- [EXERCISE AIM]: From the material below, pull out every line that contains the string "person". The match is case-sensitive.

- [RECORDS FOR THE EXERCISE]:
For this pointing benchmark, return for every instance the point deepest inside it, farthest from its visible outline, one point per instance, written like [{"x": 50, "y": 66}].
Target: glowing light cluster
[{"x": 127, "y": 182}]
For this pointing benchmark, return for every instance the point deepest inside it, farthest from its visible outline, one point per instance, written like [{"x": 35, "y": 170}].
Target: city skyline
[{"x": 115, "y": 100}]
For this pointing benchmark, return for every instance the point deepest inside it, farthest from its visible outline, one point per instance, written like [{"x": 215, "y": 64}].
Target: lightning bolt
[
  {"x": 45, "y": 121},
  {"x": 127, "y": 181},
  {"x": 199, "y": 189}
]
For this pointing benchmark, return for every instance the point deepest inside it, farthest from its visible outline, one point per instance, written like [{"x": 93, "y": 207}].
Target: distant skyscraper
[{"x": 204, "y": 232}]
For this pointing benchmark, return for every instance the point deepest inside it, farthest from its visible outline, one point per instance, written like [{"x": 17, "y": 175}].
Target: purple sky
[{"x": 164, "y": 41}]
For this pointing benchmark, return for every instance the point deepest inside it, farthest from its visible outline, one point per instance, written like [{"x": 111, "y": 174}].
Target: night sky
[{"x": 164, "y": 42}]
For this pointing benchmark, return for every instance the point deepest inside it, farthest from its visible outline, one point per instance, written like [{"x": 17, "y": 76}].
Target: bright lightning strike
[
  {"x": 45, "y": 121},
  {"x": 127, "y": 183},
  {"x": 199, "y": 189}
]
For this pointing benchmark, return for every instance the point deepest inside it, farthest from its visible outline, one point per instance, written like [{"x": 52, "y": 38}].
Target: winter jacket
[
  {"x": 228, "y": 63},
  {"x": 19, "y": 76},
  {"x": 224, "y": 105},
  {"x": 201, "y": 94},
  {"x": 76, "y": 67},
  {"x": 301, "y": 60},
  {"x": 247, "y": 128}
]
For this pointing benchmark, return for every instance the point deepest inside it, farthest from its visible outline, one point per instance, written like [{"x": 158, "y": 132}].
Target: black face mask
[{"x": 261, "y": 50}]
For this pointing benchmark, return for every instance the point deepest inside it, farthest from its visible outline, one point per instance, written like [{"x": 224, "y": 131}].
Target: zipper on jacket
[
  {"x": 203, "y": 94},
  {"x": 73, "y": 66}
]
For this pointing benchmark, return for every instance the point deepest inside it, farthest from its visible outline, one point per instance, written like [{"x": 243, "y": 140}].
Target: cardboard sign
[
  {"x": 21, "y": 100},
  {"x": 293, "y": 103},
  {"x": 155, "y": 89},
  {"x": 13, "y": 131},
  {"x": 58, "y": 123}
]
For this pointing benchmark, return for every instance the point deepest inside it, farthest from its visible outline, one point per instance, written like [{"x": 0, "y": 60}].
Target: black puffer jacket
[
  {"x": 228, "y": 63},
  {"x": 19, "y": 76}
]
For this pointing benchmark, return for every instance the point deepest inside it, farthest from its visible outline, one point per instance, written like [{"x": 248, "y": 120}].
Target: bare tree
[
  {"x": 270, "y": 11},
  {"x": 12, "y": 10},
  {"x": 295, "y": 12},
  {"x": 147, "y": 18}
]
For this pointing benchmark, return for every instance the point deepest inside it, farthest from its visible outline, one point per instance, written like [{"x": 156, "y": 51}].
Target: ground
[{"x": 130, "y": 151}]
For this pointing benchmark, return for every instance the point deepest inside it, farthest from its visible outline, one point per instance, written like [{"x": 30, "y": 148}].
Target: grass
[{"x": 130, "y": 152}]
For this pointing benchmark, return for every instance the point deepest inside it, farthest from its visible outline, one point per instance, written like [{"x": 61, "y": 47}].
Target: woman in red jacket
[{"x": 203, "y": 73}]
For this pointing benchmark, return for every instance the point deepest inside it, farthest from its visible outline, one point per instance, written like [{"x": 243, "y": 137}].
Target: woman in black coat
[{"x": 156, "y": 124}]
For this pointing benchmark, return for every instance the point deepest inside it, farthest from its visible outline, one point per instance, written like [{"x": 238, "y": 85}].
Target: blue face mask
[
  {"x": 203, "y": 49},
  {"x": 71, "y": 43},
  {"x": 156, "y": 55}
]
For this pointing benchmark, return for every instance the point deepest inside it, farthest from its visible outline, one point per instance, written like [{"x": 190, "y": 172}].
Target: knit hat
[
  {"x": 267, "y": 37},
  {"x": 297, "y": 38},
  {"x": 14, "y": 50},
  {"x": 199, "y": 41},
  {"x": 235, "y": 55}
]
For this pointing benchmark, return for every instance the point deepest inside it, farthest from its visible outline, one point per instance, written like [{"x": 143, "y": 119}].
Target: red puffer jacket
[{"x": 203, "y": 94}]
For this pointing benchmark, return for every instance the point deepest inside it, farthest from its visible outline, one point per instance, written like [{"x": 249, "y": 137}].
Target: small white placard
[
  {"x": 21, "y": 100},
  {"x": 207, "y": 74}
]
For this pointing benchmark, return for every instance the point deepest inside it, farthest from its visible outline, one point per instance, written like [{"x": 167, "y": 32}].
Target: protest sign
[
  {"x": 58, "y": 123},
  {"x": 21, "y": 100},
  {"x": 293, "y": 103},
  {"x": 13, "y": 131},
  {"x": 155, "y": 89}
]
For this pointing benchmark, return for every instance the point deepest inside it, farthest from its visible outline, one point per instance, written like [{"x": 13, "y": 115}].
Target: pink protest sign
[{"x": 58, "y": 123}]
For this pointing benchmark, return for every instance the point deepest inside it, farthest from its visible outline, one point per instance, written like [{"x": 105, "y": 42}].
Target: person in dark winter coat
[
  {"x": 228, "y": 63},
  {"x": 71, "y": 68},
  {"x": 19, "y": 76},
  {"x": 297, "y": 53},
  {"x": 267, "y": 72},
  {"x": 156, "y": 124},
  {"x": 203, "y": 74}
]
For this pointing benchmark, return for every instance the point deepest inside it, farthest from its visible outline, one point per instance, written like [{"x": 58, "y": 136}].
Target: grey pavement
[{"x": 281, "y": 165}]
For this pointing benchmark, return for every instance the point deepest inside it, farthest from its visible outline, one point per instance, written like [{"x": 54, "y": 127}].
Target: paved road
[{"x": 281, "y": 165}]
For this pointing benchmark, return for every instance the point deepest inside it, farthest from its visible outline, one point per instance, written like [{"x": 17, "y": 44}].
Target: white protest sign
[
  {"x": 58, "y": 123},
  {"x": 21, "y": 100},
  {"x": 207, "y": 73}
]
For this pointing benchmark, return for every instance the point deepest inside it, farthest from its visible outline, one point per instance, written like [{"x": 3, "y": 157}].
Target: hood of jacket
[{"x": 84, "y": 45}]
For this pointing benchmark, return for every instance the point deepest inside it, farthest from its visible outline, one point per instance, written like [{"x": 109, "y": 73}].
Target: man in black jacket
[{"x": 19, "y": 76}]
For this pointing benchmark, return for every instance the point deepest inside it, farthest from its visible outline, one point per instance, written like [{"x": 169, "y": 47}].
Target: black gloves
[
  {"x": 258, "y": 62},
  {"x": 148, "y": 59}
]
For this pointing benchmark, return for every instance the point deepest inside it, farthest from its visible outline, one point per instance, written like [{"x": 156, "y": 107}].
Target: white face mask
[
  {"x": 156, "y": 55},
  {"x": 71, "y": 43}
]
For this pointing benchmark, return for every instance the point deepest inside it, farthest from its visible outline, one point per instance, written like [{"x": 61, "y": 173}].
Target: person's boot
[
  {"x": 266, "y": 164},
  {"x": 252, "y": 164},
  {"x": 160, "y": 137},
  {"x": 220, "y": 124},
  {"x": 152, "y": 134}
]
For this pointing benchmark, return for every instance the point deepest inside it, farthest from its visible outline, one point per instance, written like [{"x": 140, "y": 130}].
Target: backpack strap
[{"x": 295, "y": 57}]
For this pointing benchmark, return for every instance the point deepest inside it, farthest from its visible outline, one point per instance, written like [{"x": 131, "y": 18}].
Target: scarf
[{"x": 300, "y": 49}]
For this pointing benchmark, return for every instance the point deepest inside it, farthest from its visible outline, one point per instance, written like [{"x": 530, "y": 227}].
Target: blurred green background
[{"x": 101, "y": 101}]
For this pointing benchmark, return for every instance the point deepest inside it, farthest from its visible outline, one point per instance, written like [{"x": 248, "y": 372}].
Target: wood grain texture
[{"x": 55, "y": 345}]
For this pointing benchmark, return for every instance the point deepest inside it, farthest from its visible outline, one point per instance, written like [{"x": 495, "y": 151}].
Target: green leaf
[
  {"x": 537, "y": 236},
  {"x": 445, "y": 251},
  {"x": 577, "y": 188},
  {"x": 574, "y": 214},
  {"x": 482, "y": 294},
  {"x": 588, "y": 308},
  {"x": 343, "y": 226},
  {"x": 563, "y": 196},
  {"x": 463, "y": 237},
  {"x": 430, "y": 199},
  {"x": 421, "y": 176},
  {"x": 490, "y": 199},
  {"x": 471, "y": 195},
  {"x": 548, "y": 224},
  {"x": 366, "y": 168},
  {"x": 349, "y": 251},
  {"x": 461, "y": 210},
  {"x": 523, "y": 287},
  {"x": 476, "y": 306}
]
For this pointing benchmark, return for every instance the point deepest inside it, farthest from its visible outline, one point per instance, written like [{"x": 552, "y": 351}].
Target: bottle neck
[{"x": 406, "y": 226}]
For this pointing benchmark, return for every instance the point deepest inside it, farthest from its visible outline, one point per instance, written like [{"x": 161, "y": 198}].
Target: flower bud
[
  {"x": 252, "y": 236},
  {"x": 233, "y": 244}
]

- [THE COMPLETED TASK]:
Target: person in dark winter coat
Target: person's boot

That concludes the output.